All of the data needs to be reproduced with no alterations.

(Extracted data entries)
☆ ☆ ☆ ☆
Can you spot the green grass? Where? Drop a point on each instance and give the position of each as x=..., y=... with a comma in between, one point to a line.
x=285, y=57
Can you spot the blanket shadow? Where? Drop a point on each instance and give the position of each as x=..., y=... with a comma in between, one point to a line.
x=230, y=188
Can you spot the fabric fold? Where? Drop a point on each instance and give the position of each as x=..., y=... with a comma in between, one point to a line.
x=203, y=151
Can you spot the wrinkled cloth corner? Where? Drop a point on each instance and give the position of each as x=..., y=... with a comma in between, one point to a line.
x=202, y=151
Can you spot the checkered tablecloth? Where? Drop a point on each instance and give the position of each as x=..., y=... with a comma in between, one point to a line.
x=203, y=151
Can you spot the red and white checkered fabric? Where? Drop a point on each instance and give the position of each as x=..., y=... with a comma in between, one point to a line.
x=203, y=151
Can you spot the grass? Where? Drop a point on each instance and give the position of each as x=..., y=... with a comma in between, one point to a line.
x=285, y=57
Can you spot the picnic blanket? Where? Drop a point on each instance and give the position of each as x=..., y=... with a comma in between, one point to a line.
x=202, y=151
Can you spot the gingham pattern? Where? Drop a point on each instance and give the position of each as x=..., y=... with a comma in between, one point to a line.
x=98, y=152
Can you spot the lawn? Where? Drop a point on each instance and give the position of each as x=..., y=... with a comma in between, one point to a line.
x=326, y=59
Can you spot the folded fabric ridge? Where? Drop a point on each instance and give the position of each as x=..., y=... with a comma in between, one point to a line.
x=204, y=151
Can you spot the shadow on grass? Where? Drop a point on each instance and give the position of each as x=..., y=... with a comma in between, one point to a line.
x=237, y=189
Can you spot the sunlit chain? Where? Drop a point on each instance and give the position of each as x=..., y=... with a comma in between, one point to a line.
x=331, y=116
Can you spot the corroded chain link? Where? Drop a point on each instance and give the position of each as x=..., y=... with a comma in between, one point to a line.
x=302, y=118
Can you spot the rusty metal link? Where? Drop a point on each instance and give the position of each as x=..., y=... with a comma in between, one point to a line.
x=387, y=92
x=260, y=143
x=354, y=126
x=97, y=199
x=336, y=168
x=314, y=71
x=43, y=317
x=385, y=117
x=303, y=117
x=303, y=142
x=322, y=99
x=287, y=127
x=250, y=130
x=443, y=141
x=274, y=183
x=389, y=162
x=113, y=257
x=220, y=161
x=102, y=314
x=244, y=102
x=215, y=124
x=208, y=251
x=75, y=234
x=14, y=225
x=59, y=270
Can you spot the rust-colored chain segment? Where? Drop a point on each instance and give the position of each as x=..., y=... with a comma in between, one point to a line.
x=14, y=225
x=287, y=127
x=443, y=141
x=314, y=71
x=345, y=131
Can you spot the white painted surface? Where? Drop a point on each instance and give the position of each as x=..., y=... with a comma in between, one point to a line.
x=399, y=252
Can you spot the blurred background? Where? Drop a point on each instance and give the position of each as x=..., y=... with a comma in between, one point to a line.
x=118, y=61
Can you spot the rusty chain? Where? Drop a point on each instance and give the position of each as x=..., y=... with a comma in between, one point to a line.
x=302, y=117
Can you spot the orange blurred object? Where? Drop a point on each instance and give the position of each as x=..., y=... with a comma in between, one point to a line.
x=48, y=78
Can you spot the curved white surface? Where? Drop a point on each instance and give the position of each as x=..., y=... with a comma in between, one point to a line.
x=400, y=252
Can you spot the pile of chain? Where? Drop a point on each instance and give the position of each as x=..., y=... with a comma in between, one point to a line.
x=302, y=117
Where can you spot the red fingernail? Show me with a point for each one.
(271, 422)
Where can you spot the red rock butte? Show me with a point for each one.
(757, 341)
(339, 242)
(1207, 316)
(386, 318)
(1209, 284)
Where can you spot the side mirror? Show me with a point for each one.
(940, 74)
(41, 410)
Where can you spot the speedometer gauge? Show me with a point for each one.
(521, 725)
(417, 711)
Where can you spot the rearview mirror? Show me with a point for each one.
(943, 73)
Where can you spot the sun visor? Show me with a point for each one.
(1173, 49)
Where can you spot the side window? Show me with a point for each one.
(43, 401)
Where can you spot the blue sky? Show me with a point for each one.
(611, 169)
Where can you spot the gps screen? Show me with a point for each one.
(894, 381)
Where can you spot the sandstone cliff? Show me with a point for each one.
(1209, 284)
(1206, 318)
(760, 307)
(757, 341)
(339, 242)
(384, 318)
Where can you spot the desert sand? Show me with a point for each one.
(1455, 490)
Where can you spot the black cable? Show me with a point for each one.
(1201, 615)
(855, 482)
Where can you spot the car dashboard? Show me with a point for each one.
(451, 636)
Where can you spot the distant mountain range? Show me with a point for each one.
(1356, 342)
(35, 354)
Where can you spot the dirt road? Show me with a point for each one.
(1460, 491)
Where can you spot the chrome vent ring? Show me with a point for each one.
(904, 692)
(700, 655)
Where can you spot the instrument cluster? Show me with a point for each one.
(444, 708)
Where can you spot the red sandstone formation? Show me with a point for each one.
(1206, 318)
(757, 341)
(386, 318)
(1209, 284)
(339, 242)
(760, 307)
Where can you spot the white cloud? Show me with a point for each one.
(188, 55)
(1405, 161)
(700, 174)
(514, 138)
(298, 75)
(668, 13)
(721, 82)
☆ ☆ ☆ ☆
• Reply to the exercise:
Can you spot the green grass? Where? Drop a point on each instance and give the position of each as x=..., y=... with a comma in between, one point to a line.
x=285, y=57
Can you spot the blanket shadow? Where? Drop a point on each instance and give the position of each as x=..., y=... with a comma in between, one point to a line.
x=230, y=188
Can you spot the fabric fold? Where? Drop a point on each instance and give the position of each as x=..., y=... with a comma in between, one point to a line.
x=203, y=151
Can you spot the wrinkled cloth corner? Where? Drop a point on each instance and give the position of each as x=..., y=... with a comma in between, one point to a line.
x=202, y=151
Can you spot the checkered tablecloth? Where? Drop a point on each instance and give the position of each as x=..., y=... with a comma in between, one point to a line.
x=203, y=151
Can you spot the red and white checkered fabric? Where? Drop a point on each instance and give the position of each as x=..., y=... with a comma in between, one point to a line.
x=203, y=151
Can you spot the grass? Where? Drop a point on each instance and give the position of each as x=..., y=... with a comma in between, one point to a line.
x=285, y=57
Can you spot the picnic blanket? Where? Drop a point on each instance and give the position of each as x=..., y=... with a comma in between, one point to a line.
x=202, y=151
Can you spot the gingham pattern? Where? Drop a point on each instance and give the position of each as x=..., y=... with a comma in between, one point to a line.
x=98, y=152
Can you spot the lawn? Where? Drop a point on each instance and give the position of each as x=..., y=... with a comma in between, one point to a line.
x=326, y=59
Can you spot the folded fabric ridge? Where? Drop a point on each instance and give the position of each as x=..., y=... with a comma in between, one point to a line.
x=204, y=151
Can you spot the shadow on grass? Where? Drop a point on each instance and give the position of each as x=..., y=... with a comma in between, one point to a line.
x=237, y=189
Can you spot the sunlit chain? Where? Drop a point on each instance and give the position of each as x=..., y=... with a comma in between, one point to a line.
x=331, y=116
Can you spot the corroded chain link? Where? Drop a point on each instance and give the position of each as x=..., y=... with a comma in between, one point to a line.
x=302, y=118
Can you spot the rusty metal link? Where? Drop a point on each instance and give the position of each as x=..., y=... with a comma in between, one point to a line.
x=387, y=92
x=260, y=143
x=354, y=126
x=97, y=199
x=336, y=168
x=314, y=71
x=43, y=317
x=385, y=117
x=303, y=117
x=303, y=142
x=322, y=99
x=287, y=127
x=250, y=130
x=443, y=141
x=274, y=183
x=389, y=162
x=113, y=257
x=220, y=161
x=102, y=314
x=244, y=102
x=215, y=124
x=208, y=251
x=75, y=234
x=14, y=225
x=59, y=270
Can you spot the rust-colored chain segment? Where? Drop a point on each instance and give the position of each as x=..., y=... with a comma in between, one point to a line.
x=14, y=225
x=287, y=127
x=443, y=141
x=314, y=71
x=345, y=131
Can you spot the white painted surface? Where? Drop a point on each instance and give the position of each as x=..., y=... with a comma in between, one point to a line.
x=399, y=252
Can you spot the blurred background? Where? Drop a point on each instance and give the position of each as x=..., y=... with a comma in between, one point to a line.
x=118, y=61
Can you spot the rusty chain? Where? Drop a point on each instance and give the position of each as x=..., y=... with a comma in between, one point to a line.
x=302, y=117
Can you spot the orange blurred object? Where? Drop a point on each instance and give the position of each as x=..., y=... with a comma in between, one point to a line.
x=48, y=78
Can you spot the curved white surface? Where? Drop a point on each instance and give the position of each as x=..., y=... with a comma in between, one point to a line.
x=400, y=252
Can you spot the pile of chain? Where? Drop a point on each instance and give the position of each as x=..., y=... with a comma in between, one point to a line.
x=302, y=117
Where can you spot the red fingernail? Show me with a point for each one.
(271, 422)
Where can you spot the red rock butte? Show me with a point for each one.
(757, 341)
(339, 242)
(1207, 316)
(386, 318)
(1209, 284)
Where can you spot the side mirror? Show me with a point for each one.
(940, 74)
(41, 410)
Where can you spot the speedometer gauge? Show me with a point for each one.
(521, 725)
(417, 711)
Where can you spot the rearview mirror? Show me with a point for each one.
(943, 73)
Where can you spot the sun visor? Show me with a point for each one.
(1173, 49)
Where can you spot the side window? Show me with a point for each one.
(43, 401)
Where can you spot the blue sky? Show me with a point for each one.
(611, 169)
Where can you spot the gps screen? Show me with a point for each one.
(894, 381)
Where can you spot the sandstone cliff? Show me with a point for each one.
(1209, 284)
(1206, 318)
(760, 307)
(757, 341)
(339, 242)
(384, 318)
Where can you spot the desert sand? Show me with a point for each one.
(1455, 490)
Where can you spot the black cable? Show me with a point for each one.
(1201, 615)
(855, 482)
Where can you spot the car dashboard? Show me with a point for each one.
(451, 636)
Where can you spot the distant mountain range? Show me with a point for each one.
(1356, 342)
(35, 354)
Where can you spot the dirt road? Show me with a point for each one.
(1460, 491)
Where can you spot the chrome vent ring? Show me with a point for each one.
(904, 692)
(700, 655)
Where can you spot the instrument cluster? Show me with a point for each one.
(444, 708)
Where can you spot the red sandstone formation? Show me with a point for each one.
(1206, 318)
(757, 341)
(386, 318)
(1209, 284)
(339, 242)
(760, 307)
Where can you spot the white cloud? Show me with a point for each one.
(188, 55)
(1405, 161)
(700, 174)
(514, 138)
(298, 75)
(668, 13)
(721, 82)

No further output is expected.